Picture annotation entries
.....
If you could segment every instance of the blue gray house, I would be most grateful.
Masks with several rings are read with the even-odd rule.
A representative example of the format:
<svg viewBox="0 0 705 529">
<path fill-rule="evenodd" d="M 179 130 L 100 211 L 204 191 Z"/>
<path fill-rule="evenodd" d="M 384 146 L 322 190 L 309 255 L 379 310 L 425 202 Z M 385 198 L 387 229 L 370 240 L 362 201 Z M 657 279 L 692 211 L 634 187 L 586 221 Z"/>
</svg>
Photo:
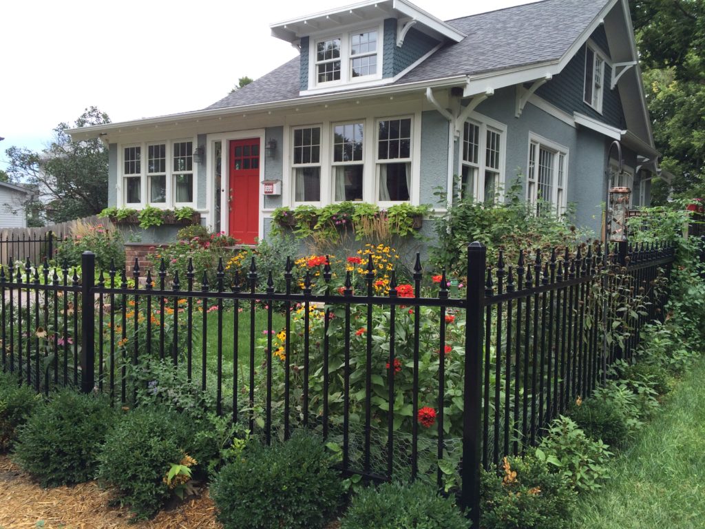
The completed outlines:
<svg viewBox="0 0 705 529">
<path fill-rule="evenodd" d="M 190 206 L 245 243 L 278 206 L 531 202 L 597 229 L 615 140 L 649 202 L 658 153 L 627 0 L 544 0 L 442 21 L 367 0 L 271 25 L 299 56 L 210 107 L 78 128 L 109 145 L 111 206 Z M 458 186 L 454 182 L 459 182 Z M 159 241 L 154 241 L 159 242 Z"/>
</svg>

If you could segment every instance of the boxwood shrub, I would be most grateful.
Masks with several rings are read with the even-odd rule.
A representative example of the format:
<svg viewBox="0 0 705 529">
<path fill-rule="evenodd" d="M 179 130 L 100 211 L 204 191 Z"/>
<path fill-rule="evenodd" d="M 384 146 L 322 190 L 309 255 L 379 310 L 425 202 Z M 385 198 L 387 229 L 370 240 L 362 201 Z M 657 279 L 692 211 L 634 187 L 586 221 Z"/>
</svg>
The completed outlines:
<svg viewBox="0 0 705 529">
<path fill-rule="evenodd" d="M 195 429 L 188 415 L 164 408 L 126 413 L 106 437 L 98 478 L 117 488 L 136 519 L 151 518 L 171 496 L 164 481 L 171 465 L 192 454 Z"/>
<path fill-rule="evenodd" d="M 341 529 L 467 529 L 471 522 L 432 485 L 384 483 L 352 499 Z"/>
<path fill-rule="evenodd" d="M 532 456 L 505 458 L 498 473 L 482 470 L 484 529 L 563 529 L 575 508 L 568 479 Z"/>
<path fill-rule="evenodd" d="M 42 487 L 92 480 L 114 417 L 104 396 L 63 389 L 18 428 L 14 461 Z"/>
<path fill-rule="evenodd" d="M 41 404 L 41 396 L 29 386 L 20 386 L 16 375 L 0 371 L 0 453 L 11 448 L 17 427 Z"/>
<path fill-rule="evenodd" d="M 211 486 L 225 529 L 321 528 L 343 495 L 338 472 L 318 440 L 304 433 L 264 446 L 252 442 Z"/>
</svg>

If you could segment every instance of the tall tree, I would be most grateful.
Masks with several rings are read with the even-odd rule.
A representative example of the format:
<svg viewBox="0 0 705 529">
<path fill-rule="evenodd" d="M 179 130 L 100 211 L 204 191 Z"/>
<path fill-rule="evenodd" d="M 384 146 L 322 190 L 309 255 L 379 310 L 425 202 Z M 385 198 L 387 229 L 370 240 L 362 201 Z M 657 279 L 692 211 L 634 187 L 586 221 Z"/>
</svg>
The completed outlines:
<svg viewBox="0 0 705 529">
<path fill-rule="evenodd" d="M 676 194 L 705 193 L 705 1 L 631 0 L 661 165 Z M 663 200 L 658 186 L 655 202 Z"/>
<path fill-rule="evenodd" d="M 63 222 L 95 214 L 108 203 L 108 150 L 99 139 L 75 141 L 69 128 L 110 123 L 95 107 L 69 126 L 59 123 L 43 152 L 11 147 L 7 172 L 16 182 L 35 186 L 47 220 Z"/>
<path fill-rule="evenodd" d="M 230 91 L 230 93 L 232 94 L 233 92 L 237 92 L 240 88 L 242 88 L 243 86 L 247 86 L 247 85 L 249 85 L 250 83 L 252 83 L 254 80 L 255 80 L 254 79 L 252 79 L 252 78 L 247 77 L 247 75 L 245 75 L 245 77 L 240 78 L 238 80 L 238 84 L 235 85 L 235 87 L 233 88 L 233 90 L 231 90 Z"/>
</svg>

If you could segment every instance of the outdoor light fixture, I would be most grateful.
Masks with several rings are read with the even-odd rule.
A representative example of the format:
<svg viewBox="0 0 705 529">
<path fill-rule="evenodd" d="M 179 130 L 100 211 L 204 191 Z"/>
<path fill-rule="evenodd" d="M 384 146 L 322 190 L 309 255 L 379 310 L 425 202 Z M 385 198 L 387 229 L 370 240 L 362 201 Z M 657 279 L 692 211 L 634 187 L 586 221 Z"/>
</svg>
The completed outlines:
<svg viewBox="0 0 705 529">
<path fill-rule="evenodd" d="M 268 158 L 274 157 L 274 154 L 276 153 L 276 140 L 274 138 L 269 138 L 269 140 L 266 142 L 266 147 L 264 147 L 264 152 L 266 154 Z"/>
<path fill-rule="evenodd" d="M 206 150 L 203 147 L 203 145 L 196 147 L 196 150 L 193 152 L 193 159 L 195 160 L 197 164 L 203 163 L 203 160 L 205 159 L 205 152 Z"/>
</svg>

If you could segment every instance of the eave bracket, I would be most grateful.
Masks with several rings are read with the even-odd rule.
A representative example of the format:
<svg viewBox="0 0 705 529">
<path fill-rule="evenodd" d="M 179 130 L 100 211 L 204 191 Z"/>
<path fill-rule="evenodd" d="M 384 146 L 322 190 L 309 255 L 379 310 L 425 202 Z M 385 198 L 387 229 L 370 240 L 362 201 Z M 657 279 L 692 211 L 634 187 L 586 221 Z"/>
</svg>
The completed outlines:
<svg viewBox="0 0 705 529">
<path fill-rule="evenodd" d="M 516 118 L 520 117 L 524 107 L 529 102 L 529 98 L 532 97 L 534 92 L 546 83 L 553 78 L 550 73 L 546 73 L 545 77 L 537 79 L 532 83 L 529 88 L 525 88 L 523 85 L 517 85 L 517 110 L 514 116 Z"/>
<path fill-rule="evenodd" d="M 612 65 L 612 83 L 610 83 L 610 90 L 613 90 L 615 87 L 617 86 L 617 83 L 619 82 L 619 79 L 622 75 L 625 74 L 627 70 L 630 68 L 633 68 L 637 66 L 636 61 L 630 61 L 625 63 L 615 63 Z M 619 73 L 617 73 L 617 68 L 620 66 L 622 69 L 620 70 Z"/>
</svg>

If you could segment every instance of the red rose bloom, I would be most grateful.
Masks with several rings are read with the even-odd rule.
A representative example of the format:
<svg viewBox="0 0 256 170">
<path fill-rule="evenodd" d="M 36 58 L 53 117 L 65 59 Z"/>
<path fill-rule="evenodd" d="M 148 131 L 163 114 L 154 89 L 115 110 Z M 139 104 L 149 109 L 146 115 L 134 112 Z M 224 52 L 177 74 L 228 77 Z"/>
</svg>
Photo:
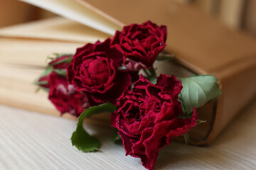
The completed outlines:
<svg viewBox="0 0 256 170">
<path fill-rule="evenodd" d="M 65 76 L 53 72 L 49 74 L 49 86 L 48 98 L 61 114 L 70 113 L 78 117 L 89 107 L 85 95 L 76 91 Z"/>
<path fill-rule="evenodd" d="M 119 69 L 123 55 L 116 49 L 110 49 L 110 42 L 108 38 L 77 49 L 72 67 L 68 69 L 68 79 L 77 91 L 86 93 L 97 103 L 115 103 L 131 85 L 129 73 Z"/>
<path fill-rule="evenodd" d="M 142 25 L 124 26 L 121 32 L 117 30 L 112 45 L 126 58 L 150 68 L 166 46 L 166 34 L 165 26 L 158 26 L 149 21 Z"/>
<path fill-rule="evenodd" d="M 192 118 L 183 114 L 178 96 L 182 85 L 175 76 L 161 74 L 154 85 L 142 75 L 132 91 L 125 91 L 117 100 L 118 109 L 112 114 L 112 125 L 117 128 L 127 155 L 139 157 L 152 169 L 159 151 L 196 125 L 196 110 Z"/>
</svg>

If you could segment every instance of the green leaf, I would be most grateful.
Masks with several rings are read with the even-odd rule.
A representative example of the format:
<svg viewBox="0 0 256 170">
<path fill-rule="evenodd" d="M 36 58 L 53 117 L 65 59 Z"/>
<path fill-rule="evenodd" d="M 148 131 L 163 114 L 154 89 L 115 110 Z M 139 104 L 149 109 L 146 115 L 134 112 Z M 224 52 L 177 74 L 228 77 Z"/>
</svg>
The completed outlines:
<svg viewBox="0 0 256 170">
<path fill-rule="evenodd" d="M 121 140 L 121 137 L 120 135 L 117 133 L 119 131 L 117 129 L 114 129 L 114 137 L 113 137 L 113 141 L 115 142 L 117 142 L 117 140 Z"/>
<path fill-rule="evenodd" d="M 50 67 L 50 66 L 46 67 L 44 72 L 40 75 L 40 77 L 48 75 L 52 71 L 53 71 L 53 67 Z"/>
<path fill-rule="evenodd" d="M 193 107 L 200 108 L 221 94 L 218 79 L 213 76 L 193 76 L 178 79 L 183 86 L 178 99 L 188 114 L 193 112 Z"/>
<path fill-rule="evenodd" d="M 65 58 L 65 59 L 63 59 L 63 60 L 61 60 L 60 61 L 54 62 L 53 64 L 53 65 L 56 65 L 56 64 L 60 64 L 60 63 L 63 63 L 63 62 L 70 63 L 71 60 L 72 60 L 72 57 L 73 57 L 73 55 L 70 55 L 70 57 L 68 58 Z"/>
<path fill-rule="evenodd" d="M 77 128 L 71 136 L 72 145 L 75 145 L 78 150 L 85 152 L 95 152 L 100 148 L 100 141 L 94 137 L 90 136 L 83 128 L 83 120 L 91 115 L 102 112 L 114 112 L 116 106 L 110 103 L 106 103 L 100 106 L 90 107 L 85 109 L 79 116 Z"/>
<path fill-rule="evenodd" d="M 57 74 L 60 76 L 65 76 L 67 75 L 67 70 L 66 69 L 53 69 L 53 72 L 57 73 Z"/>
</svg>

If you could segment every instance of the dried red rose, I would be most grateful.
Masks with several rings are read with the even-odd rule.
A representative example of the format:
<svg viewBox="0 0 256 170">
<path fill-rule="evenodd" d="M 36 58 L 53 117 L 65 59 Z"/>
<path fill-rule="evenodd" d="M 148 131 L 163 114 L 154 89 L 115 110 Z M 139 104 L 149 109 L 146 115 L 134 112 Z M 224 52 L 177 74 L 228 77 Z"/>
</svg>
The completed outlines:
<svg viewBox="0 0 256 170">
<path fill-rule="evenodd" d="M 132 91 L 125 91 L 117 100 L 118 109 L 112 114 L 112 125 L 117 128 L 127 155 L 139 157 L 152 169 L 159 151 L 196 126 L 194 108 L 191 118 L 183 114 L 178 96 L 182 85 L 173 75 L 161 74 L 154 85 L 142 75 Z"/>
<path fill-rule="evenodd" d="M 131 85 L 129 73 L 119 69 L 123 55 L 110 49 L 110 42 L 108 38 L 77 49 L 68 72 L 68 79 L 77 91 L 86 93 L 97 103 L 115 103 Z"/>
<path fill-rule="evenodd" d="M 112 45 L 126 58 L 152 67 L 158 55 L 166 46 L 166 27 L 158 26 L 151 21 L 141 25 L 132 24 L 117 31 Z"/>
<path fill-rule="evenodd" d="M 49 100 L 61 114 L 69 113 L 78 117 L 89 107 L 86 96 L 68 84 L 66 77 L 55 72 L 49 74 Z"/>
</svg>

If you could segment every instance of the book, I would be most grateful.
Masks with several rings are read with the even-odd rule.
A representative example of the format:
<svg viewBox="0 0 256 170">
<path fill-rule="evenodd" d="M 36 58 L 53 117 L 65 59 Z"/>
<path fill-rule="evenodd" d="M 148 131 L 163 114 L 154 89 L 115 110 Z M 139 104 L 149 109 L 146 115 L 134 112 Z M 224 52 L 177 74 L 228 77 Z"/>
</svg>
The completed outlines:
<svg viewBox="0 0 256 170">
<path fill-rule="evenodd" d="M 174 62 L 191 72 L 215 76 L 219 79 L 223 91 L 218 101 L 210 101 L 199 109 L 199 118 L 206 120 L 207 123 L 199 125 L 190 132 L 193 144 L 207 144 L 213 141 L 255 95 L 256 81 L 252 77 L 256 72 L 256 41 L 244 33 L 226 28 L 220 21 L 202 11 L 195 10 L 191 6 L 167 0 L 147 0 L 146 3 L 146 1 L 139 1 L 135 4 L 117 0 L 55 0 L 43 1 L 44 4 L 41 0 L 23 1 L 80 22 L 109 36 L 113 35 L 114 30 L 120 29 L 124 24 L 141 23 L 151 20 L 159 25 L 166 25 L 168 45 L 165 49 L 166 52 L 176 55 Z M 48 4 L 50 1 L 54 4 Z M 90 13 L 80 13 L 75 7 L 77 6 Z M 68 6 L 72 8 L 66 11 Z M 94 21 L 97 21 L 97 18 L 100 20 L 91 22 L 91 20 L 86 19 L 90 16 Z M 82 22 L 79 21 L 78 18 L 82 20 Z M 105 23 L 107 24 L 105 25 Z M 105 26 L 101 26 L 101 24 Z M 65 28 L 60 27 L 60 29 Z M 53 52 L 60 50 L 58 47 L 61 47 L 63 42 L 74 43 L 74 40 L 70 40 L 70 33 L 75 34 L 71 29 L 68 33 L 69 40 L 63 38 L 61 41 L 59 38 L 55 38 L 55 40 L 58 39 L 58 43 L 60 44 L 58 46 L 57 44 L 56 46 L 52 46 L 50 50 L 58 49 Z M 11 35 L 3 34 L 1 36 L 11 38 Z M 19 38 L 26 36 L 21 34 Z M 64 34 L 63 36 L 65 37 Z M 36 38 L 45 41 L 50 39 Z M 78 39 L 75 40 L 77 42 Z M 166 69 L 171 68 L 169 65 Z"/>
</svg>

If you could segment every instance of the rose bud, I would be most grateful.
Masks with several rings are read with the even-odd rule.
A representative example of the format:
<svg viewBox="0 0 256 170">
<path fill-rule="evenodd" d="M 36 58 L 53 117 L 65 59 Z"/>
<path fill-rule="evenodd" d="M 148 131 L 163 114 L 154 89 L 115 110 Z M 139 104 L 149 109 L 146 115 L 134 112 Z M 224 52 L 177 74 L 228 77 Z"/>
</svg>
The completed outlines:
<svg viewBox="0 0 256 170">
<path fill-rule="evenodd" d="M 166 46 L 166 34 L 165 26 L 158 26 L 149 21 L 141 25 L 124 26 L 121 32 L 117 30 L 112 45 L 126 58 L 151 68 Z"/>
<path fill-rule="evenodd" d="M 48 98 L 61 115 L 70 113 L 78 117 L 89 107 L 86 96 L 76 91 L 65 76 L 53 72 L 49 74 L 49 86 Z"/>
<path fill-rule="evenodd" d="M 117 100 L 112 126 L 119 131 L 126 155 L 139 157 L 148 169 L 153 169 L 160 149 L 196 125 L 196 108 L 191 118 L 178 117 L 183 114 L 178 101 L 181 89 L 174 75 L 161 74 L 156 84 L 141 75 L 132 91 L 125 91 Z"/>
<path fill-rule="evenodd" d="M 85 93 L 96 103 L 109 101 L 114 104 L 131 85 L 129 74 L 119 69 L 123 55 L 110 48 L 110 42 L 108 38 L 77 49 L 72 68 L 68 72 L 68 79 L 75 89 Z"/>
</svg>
.....
* **Direction**: Output the record lines between the lines holding "If you could segment every instance of the red" and "142 25 L 124", inclusive, as a Markdown table with the columns Row and Record line. Skip blank lines and leave the pictures out.

* **Result of the exercise**:
| Row | Record line |
|---|---|
| 1 | If you could segment every instance of the red rose bloom, I would be most grateful. |
| 2 | Masks with several rings are read with the even-odd rule. |
| 3 | A representative example of the format: |
| 4 | <svg viewBox="0 0 256 170"> |
| 5 | <path fill-rule="evenodd" d="M 36 58 L 53 117 L 65 59 Z"/> |
| 6 | <path fill-rule="evenodd" d="M 148 131 L 163 114 L 154 89 L 115 110 Z M 139 104 L 149 109 L 146 115 L 134 112 Z M 224 52 L 177 74 L 228 77 Z"/> |
| 7 | </svg> |
| 8 | Photo: |
| 9 | The completed outlines: |
| 10 | <svg viewBox="0 0 256 170"> |
| 11 | <path fill-rule="evenodd" d="M 65 76 L 53 72 L 49 74 L 49 86 L 48 98 L 61 114 L 70 113 L 78 117 L 89 107 L 85 95 L 76 91 Z"/> |
| 12 | <path fill-rule="evenodd" d="M 119 69 L 123 55 L 116 49 L 110 49 L 110 42 L 108 38 L 77 49 L 72 67 L 68 69 L 68 79 L 77 91 L 86 93 L 97 103 L 115 103 L 131 85 L 129 73 Z"/> |
| 13 | <path fill-rule="evenodd" d="M 142 25 L 124 26 L 121 32 L 117 30 L 112 45 L 126 58 L 150 68 L 166 46 L 166 34 L 165 26 L 158 26 L 149 21 Z"/> |